**WORK ITEM**
Transcribe the stretch of entries below from the line with "shape point(289, 177)" through the line with "shape point(72, 276)", exactly and with both ends included; leave out all other lines.

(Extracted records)
----
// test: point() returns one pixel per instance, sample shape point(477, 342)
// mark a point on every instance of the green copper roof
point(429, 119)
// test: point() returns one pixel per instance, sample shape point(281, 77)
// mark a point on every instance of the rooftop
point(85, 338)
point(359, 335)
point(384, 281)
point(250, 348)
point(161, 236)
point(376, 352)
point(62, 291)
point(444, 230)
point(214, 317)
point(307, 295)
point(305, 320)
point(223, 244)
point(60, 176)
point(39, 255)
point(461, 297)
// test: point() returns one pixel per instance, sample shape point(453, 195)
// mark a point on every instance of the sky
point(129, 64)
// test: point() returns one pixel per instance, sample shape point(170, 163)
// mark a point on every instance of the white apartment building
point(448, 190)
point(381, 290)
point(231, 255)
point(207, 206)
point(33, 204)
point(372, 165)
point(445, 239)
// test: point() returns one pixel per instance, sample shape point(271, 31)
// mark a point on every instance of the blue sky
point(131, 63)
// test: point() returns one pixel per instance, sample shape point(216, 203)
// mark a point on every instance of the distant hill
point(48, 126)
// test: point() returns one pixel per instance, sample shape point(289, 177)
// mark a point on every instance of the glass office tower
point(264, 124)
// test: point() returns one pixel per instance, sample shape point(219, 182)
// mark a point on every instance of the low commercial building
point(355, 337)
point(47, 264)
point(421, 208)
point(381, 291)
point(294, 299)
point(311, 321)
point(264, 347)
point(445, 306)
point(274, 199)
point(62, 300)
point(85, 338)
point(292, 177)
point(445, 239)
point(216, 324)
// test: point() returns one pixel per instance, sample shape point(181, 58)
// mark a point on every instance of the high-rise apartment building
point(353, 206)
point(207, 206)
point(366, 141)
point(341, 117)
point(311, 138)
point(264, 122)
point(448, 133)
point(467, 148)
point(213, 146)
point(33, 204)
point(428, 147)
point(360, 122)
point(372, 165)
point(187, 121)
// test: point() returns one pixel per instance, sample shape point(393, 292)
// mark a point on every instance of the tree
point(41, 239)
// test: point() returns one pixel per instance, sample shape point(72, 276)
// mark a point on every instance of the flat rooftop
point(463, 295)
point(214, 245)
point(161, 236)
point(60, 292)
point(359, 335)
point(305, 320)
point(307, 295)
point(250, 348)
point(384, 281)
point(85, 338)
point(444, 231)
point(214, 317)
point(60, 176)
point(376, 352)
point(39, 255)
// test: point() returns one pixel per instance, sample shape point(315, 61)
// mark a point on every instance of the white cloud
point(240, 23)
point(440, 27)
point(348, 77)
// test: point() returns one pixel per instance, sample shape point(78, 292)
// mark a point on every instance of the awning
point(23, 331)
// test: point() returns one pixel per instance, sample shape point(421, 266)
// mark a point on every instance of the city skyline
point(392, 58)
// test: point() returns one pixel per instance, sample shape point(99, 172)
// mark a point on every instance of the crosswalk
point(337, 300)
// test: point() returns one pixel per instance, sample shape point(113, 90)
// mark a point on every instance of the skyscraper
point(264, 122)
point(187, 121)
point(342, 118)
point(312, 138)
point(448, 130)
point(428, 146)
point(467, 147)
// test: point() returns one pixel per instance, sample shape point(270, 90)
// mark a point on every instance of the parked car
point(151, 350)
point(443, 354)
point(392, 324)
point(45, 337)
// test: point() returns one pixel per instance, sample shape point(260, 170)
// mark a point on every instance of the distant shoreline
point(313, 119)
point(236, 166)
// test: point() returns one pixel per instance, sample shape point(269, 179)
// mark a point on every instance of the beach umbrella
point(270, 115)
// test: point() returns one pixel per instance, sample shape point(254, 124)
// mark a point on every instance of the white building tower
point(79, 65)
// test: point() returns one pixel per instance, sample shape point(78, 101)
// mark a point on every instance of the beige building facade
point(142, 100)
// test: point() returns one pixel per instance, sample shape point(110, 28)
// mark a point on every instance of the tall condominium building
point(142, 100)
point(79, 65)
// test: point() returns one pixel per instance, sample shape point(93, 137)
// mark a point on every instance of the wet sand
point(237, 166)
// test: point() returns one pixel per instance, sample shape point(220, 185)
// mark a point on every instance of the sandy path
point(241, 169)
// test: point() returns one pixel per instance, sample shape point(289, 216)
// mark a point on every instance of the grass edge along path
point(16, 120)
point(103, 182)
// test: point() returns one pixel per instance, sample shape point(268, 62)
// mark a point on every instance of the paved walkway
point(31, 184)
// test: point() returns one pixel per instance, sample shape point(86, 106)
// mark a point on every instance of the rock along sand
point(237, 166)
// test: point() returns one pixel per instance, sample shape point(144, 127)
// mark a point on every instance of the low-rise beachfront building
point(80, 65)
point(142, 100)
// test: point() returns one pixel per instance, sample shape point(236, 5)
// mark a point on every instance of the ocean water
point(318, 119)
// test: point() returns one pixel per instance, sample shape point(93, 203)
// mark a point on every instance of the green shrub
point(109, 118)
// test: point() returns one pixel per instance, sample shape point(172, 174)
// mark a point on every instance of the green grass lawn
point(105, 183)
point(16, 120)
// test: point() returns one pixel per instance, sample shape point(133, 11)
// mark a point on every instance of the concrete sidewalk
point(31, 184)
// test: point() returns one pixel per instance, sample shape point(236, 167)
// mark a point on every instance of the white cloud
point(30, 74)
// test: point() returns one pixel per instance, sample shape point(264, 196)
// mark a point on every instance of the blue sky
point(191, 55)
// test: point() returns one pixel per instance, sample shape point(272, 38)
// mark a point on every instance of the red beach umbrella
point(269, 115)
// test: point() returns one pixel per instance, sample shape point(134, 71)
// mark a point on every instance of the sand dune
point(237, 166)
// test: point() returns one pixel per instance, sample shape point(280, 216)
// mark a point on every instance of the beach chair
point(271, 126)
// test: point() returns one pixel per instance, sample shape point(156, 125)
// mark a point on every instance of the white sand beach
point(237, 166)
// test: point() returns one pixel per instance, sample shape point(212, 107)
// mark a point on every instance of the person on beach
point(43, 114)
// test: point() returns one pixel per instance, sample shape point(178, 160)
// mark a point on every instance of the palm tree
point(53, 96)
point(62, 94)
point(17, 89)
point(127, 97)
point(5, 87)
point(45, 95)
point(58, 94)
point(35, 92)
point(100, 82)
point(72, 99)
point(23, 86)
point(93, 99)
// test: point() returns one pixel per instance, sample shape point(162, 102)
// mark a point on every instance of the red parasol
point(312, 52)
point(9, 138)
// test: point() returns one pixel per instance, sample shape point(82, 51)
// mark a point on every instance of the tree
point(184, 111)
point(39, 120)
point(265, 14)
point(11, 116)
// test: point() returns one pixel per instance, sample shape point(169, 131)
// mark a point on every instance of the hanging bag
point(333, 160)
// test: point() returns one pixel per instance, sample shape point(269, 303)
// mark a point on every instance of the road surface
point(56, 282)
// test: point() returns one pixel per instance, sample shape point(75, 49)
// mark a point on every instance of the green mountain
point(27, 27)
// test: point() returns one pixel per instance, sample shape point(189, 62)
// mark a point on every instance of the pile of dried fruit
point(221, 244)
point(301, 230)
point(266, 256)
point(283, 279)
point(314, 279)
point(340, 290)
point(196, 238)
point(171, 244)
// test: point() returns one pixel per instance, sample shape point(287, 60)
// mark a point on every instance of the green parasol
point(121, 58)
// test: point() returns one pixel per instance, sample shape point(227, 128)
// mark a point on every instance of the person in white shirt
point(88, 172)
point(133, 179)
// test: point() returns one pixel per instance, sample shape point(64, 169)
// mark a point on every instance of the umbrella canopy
----
**RESPONSE TO THE TASK**
// test: point() returns one pixel per instance, sample shape point(289, 177)
// mark a point on every instance of the glass office tower
point(264, 124)
// test: point() returns one pixel per instance, sample shape point(219, 182)
// mark a point on every instance of the low commercial building
point(355, 337)
point(47, 264)
point(421, 208)
point(381, 291)
point(294, 299)
point(311, 321)
point(264, 347)
point(445, 306)
point(274, 199)
point(62, 300)
point(85, 338)
point(292, 177)
point(445, 239)
point(216, 324)
// test: point() returns one pixel per instance, sample shape point(181, 58)
// mark a point on every instance of the high-rise apartment building
point(353, 206)
point(207, 206)
point(366, 141)
point(341, 117)
point(311, 138)
point(264, 122)
point(448, 133)
point(467, 148)
point(213, 146)
point(33, 204)
point(428, 147)
point(360, 122)
point(372, 165)
point(187, 121)
// test: point() returns one pixel per instance, sample shape point(393, 292)
// mark a point on every instance of the tree
point(41, 239)
// test: point() returns one pixel per instance, sample shape point(72, 276)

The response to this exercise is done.